▸ Your instructions
Reproduce verbatim everything from the line containing "Target: white sneaker" down to the line containing "285 297 L 285", including both of those lines, and nothing else.

▸ Records for processing

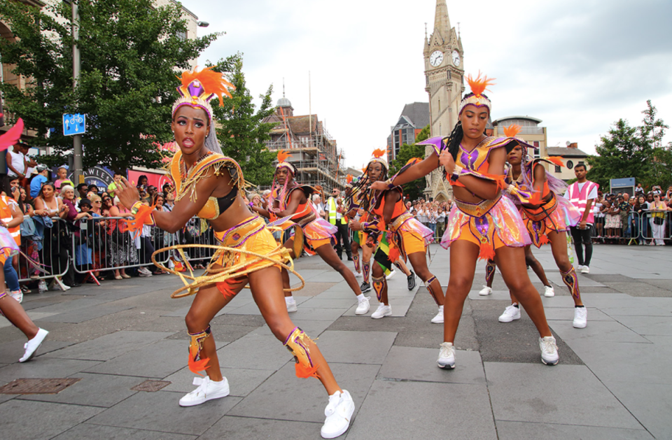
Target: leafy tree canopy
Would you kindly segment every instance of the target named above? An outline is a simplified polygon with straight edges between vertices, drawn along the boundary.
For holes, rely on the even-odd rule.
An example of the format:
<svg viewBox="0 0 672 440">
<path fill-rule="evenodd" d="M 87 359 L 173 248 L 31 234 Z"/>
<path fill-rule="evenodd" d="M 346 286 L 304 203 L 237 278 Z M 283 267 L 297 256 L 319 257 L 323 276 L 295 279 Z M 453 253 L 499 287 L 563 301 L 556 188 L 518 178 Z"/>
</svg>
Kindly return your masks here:
<svg viewBox="0 0 672 440">
<path fill-rule="evenodd" d="M 672 146 L 664 146 L 665 130 L 669 128 L 662 120 L 657 119 L 656 108 L 647 101 L 642 113 L 642 125 L 631 127 L 620 119 L 601 136 L 595 146 L 597 156 L 588 158 L 592 168 L 587 178 L 603 188 L 609 187 L 612 178 L 634 177 L 638 183 L 650 188 L 654 185 L 668 185 L 672 181 Z"/>
<path fill-rule="evenodd" d="M 29 78 L 24 90 L 1 85 L 7 110 L 23 118 L 41 142 L 55 148 L 50 164 L 63 163 L 72 148 L 62 115 L 85 113 L 85 167 L 105 164 L 118 170 L 159 166 L 154 144 L 172 139 L 170 116 L 177 96 L 178 69 L 190 69 L 218 37 L 185 39 L 179 6 L 155 7 L 152 0 L 78 0 L 81 76 L 72 90 L 71 9 L 55 2 L 55 15 L 18 1 L 0 2 L 0 18 L 15 41 L 0 39 L 3 62 Z"/>
<path fill-rule="evenodd" d="M 275 111 L 271 101 L 273 86 L 260 95 L 261 105 L 256 110 L 242 69 L 240 53 L 220 59 L 216 64 L 215 70 L 230 72 L 228 79 L 236 87 L 231 92 L 232 99 L 225 99 L 222 106 L 213 106 L 218 122 L 217 139 L 224 154 L 243 167 L 245 180 L 256 185 L 268 185 L 273 181 L 276 153 L 268 150 L 265 141 L 271 139 L 270 131 L 275 123 L 262 121 Z"/>
</svg>

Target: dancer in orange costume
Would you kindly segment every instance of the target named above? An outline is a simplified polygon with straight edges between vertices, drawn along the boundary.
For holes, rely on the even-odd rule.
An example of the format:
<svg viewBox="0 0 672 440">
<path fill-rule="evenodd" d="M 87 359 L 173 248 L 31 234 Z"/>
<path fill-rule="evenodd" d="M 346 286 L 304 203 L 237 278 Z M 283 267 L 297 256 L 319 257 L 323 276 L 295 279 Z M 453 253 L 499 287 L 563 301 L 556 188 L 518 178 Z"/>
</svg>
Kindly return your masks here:
<svg viewBox="0 0 672 440">
<path fill-rule="evenodd" d="M 559 359 L 555 339 L 525 267 L 523 247 L 530 243 L 529 235 L 524 232 L 513 202 L 501 194 L 503 187 L 509 192 L 517 191 L 512 185 L 505 187 L 504 164 L 507 149 L 519 141 L 484 134 L 492 104 L 484 92 L 492 83 L 480 75 L 476 79 L 470 76 L 468 80 L 472 92 L 462 99 L 459 120 L 450 135 L 420 143 L 431 146 L 433 152 L 388 182 L 372 184 L 372 188 L 391 189 L 424 177 L 440 166 L 453 185 L 455 204 L 441 243 L 450 247 L 450 279 L 444 309 L 444 342 L 437 360 L 440 367 L 455 367 L 455 334 L 477 260 L 496 256 L 504 281 L 515 292 L 539 332 L 542 362 L 554 364 Z"/>
<path fill-rule="evenodd" d="M 131 230 L 150 224 L 174 233 L 198 215 L 209 222 L 223 246 L 206 269 L 206 279 L 211 279 L 212 283 L 198 283 L 200 287 L 185 319 L 191 336 L 190 369 L 194 372 L 205 369 L 207 376 L 197 378 L 195 385 L 199 387 L 182 397 L 180 405 L 198 405 L 229 394 L 209 322 L 249 283 L 271 332 L 294 355 L 297 376 L 316 377 L 324 385 L 330 397 L 321 434 L 325 438 L 334 438 L 348 429 L 354 410 L 352 399 L 339 387 L 315 343 L 289 318 L 283 300 L 282 278 L 276 264 L 290 262 L 290 257 L 278 246 L 263 220 L 250 212 L 244 202 L 245 181 L 240 166 L 221 154 L 217 142 L 210 101 L 216 95 L 221 102 L 223 94 L 230 96 L 227 89 L 232 87 L 221 73 L 211 69 L 182 75 L 182 85 L 178 89 L 181 97 L 174 104 L 172 112 L 172 128 L 180 149 L 171 163 L 177 194 L 172 212 L 159 212 L 143 205 L 137 189 L 126 179 L 117 184 L 115 192 L 135 217 Z M 225 271 L 238 267 L 239 275 Z"/>
</svg>

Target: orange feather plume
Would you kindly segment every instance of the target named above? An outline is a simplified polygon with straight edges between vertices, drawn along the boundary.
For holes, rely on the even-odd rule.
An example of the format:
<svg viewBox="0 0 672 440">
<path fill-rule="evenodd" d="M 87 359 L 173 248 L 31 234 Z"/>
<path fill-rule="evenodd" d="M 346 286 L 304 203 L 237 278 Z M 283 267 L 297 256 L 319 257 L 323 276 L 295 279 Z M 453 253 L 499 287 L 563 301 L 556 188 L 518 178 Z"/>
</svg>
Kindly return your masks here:
<svg viewBox="0 0 672 440">
<path fill-rule="evenodd" d="M 481 78 L 481 72 L 478 72 L 478 76 L 475 78 L 471 76 L 470 73 L 467 76 L 467 83 L 469 83 L 469 87 L 471 89 L 472 92 L 477 97 L 481 96 L 484 92 L 488 90 L 489 85 L 494 85 L 495 83 L 493 83 L 496 78 L 488 78 L 485 75 L 483 76 L 483 78 Z"/>
<path fill-rule="evenodd" d="M 514 138 L 516 135 L 520 133 L 520 130 L 523 127 L 520 125 L 517 125 L 516 124 L 512 124 L 508 127 L 504 127 L 504 136 L 507 138 Z"/>
<path fill-rule="evenodd" d="M 284 162 L 287 160 L 287 158 L 289 157 L 289 153 L 285 151 L 284 150 L 280 150 L 278 151 L 278 163 Z"/>
<path fill-rule="evenodd" d="M 217 95 L 217 97 L 219 98 L 219 105 L 221 106 L 224 104 L 222 95 L 225 94 L 231 98 L 231 93 L 228 89 L 235 90 L 236 87 L 233 84 L 224 79 L 223 75 L 220 72 L 214 71 L 212 70 L 213 69 L 214 69 L 214 66 L 207 67 L 197 72 L 195 68 L 194 68 L 192 72 L 184 71 L 182 72 L 182 78 L 179 79 L 182 81 L 182 85 L 185 87 L 194 80 L 198 80 L 206 92 Z"/>
<path fill-rule="evenodd" d="M 550 157 L 544 157 L 544 159 L 545 159 L 550 162 L 553 162 L 558 166 L 566 166 L 566 165 L 564 163 L 562 163 L 561 159 L 558 156 L 551 156 Z"/>
<path fill-rule="evenodd" d="M 375 158 L 382 157 L 384 155 L 387 154 L 387 150 L 381 150 L 380 148 L 376 148 L 373 150 L 373 157 Z"/>
</svg>

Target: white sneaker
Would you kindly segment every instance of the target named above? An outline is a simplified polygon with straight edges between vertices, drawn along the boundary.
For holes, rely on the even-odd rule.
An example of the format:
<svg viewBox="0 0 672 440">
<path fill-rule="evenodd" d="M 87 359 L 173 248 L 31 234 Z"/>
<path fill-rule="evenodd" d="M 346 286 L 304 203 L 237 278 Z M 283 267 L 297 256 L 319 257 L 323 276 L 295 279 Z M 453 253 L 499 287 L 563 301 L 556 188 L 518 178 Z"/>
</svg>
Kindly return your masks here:
<svg viewBox="0 0 672 440">
<path fill-rule="evenodd" d="M 285 297 L 285 304 L 287 305 L 287 311 L 290 313 L 292 312 L 295 312 L 298 310 L 298 308 L 296 306 L 296 300 L 294 299 L 294 297 Z"/>
<path fill-rule="evenodd" d="M 439 346 L 439 358 L 436 360 L 439 368 L 447 370 L 455 368 L 455 347 L 453 343 L 442 342 Z"/>
<path fill-rule="evenodd" d="M 364 297 L 364 299 L 358 301 L 357 308 L 355 309 L 355 315 L 365 315 L 369 311 L 369 297 Z"/>
<path fill-rule="evenodd" d="M 329 396 L 329 404 L 324 409 L 324 425 L 320 434 L 323 439 L 335 439 L 348 430 L 352 413 L 355 412 L 355 402 L 350 393 L 343 390 Z"/>
<path fill-rule="evenodd" d="M 180 399 L 180 406 L 193 406 L 229 395 L 229 381 L 224 378 L 220 382 L 211 381 L 208 376 L 195 377 L 194 385 L 198 388 Z"/>
<path fill-rule="evenodd" d="M 432 318 L 432 324 L 443 324 L 443 306 L 439 306 L 439 312 Z"/>
<path fill-rule="evenodd" d="M 23 302 L 23 292 L 21 292 L 20 289 L 18 290 L 15 290 L 14 292 L 10 292 L 9 296 L 18 301 L 19 304 Z"/>
<path fill-rule="evenodd" d="M 555 290 L 552 285 L 544 286 L 544 296 L 547 298 L 552 298 L 555 296 Z"/>
<path fill-rule="evenodd" d="M 585 307 L 574 308 L 574 322 L 572 325 L 575 329 L 584 329 L 588 325 L 588 311 Z"/>
<path fill-rule="evenodd" d="M 380 305 L 378 306 L 378 308 L 376 309 L 376 311 L 372 313 L 371 318 L 373 319 L 380 319 L 384 316 L 389 316 L 391 314 L 392 306 L 386 306 L 383 303 L 380 303 Z"/>
<path fill-rule="evenodd" d="M 555 344 L 555 338 L 553 336 L 539 338 L 539 348 L 541 348 L 541 362 L 544 364 L 555 365 L 560 360 L 558 346 Z"/>
<path fill-rule="evenodd" d="M 26 362 L 32 359 L 35 352 L 42 345 L 42 341 L 44 341 L 48 334 L 49 334 L 49 332 L 44 329 L 38 330 L 35 337 L 23 344 L 23 348 L 26 349 L 26 351 L 23 353 L 23 357 L 20 359 L 19 362 Z"/>
<path fill-rule="evenodd" d="M 517 319 L 520 319 L 520 308 L 511 304 L 504 309 L 504 313 L 500 315 L 498 320 L 500 322 L 510 322 Z"/>
</svg>

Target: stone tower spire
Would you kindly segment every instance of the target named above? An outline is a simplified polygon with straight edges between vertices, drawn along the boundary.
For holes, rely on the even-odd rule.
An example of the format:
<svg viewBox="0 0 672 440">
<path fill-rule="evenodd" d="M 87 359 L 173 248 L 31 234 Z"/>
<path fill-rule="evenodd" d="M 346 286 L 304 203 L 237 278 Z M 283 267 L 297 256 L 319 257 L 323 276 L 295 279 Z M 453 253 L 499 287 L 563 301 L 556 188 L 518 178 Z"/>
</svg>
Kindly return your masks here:
<svg viewBox="0 0 672 440">
<path fill-rule="evenodd" d="M 438 31 L 446 40 L 450 36 L 450 19 L 446 0 L 436 0 L 436 13 L 434 15 L 434 31 Z"/>
</svg>

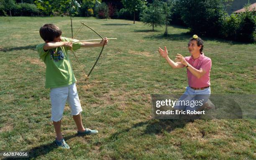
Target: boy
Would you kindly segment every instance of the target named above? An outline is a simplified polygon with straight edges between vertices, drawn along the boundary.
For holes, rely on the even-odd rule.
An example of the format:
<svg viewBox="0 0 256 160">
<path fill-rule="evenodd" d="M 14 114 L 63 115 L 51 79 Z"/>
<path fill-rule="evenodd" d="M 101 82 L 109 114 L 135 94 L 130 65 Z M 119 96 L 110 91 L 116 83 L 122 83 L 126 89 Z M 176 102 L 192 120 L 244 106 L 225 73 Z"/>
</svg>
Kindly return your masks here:
<svg viewBox="0 0 256 160">
<path fill-rule="evenodd" d="M 51 118 L 56 133 L 55 142 L 58 146 L 69 149 L 61 132 L 61 120 L 67 100 L 73 118 L 77 127 L 79 135 L 96 134 L 97 130 L 84 128 L 82 124 L 80 112 L 82 111 L 74 75 L 67 50 L 74 50 L 80 47 L 102 46 L 107 45 L 108 39 L 101 42 L 82 42 L 72 45 L 70 38 L 61 37 L 61 31 L 51 24 L 46 24 L 40 28 L 41 38 L 45 43 L 38 45 L 36 50 L 40 58 L 46 64 L 45 87 L 50 88 Z"/>
<path fill-rule="evenodd" d="M 177 54 L 176 62 L 169 58 L 166 47 L 164 50 L 160 47 L 159 52 L 165 58 L 172 68 L 181 68 L 186 67 L 187 73 L 189 86 L 186 90 L 179 100 L 184 102 L 187 100 L 202 100 L 202 105 L 209 99 L 211 93 L 210 88 L 210 72 L 212 67 L 212 60 L 205 56 L 202 52 L 203 41 L 197 35 L 194 35 L 188 43 L 188 50 L 191 56 L 185 58 Z M 204 107 L 203 105 L 190 106 L 176 105 L 174 109 L 187 111 L 200 111 Z"/>
</svg>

▸ Task result
Target: white sneaker
Would you kindly segment every instance of the target named above? An outline is a simplified polygon with straight edges between vertices, drawn along the boundary.
For holes, rely on the even-odd rule.
An example of the format:
<svg viewBox="0 0 672 440">
<path fill-rule="evenodd" d="M 87 359 L 173 248 L 31 234 Z"/>
<path fill-rule="evenodd" d="M 346 286 L 304 203 L 237 278 Z M 283 267 L 297 256 L 319 257 L 323 276 L 295 279 Z M 453 253 L 499 287 L 563 301 L 556 188 L 518 178 Z"/>
</svg>
Kindly return your masks here:
<svg viewBox="0 0 672 440">
<path fill-rule="evenodd" d="M 285 297 L 285 304 L 287 305 L 287 311 L 290 313 L 292 312 L 295 312 L 298 310 L 298 308 L 296 306 L 296 300 L 294 299 L 294 297 Z"/>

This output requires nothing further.